### Aufgabenstellung
Gib bitte den Abschnitt von der Zeile mit "framed photograph, reported" bis einschließlich zum Ende der Datensätze vollständig erneut aus. Addiere dabei zu jedem Koordinatenwert 59.

Daten zur Koordinatenbeschriftung:
------------

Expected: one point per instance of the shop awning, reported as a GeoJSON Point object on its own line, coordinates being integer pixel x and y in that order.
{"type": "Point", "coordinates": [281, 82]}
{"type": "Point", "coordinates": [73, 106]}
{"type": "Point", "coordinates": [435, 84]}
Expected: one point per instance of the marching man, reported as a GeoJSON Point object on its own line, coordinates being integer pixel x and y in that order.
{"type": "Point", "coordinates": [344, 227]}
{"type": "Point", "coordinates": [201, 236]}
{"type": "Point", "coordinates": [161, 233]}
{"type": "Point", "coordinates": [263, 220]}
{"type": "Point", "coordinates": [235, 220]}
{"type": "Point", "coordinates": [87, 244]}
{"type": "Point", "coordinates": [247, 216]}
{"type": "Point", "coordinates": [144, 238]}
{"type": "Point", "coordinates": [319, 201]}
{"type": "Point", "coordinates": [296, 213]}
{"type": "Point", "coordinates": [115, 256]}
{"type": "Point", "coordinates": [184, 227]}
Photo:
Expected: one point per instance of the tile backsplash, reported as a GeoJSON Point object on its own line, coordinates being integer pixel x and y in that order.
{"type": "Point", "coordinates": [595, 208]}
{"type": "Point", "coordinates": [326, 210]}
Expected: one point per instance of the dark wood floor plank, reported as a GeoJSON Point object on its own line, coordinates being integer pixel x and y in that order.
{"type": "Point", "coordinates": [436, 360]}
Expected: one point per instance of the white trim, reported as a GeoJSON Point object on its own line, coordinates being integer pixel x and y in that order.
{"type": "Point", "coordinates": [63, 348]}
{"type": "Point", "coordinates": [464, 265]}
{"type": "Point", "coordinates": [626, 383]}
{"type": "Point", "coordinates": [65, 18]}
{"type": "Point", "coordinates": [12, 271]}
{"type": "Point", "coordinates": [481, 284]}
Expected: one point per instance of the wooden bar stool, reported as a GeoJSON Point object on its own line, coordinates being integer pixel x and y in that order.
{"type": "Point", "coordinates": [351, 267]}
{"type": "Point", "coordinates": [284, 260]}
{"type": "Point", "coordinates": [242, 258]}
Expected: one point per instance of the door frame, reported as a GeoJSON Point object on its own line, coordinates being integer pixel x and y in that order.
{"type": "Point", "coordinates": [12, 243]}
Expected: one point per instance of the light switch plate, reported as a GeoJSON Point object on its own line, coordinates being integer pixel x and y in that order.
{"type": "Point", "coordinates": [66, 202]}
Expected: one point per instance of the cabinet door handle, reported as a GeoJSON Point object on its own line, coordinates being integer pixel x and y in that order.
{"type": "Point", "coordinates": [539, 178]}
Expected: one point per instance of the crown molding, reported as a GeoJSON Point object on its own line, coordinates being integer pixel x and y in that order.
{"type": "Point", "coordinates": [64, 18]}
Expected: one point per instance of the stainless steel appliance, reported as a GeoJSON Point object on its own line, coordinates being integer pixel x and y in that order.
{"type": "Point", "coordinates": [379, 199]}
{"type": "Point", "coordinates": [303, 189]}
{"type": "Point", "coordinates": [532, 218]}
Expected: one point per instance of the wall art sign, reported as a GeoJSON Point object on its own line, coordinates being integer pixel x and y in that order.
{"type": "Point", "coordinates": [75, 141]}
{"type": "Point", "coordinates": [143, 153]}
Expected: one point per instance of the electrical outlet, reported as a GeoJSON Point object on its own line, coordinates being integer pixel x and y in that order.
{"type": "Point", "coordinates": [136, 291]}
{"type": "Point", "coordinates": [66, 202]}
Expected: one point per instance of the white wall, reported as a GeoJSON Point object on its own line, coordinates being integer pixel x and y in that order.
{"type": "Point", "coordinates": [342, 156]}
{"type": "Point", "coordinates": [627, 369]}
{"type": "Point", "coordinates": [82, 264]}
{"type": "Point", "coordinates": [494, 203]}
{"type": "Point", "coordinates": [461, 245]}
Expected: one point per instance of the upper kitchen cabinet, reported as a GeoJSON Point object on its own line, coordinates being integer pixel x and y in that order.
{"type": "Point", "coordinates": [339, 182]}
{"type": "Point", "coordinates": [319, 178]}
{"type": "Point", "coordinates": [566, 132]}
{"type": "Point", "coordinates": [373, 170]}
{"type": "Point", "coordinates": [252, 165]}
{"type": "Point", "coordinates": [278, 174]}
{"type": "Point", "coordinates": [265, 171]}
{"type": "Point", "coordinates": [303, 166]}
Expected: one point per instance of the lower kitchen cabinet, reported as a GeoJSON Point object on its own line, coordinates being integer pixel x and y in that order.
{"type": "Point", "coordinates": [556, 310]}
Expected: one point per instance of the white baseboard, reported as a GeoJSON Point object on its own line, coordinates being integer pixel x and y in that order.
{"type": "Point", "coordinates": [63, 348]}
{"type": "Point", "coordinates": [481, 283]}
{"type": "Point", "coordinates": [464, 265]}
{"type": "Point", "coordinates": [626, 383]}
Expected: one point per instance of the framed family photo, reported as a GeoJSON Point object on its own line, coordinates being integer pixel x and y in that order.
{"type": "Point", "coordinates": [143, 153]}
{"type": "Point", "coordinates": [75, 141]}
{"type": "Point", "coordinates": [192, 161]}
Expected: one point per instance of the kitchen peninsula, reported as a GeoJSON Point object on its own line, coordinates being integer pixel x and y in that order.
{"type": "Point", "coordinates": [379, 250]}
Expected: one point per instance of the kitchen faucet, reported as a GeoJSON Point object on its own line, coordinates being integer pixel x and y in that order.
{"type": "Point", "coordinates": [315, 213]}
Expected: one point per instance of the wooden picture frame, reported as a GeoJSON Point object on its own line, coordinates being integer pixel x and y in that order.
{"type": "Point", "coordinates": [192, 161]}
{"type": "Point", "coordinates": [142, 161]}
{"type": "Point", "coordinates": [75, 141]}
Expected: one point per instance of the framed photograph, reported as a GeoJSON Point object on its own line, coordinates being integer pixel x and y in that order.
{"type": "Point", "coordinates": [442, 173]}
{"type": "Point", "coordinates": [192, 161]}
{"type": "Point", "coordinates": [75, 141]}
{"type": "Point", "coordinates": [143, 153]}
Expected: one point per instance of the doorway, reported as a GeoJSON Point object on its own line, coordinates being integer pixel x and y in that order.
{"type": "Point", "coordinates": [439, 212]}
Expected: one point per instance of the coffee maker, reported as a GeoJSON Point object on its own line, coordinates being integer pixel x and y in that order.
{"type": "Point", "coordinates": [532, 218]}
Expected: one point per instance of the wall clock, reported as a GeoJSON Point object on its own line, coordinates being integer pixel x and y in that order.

------------

### Erwartete Antwort
Expected: one point per instance of the framed photograph, reported as a GeoJSON Point object on its own line, coordinates being integer pixel x and y in that order.
{"type": "Point", "coordinates": [501, 232]}
{"type": "Point", "coordinates": [251, 220]}
{"type": "Point", "coordinates": [134, 200]}
{"type": "Point", "coordinates": [202, 212]}
Expected: one point per instance of the doorway, reported as a GeoJSON Point object on its own line, coordinates being integer pixel x and y in that order.
{"type": "Point", "coordinates": [498, 271]}
Expected: one point per instance of the coffee maker, reported as a GeoJSON Point object on its own line, coordinates being integer pixel x and y in that order.
{"type": "Point", "coordinates": [591, 277]}
Expected: one point per instance of the wall clock, reported as a GeoJSON Point object on its own line, coordinates being integer pixel x and y in that order.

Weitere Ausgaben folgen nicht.